_Task statement:_ Give the records again exactly, with every character kept.

*** Source records

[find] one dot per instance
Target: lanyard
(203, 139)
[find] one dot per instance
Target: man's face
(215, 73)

******

_Solution for this task:_
[find] one dot per instance
Target: lanyard
(203, 139)
[find] one dot per instance
Target: man's face
(215, 73)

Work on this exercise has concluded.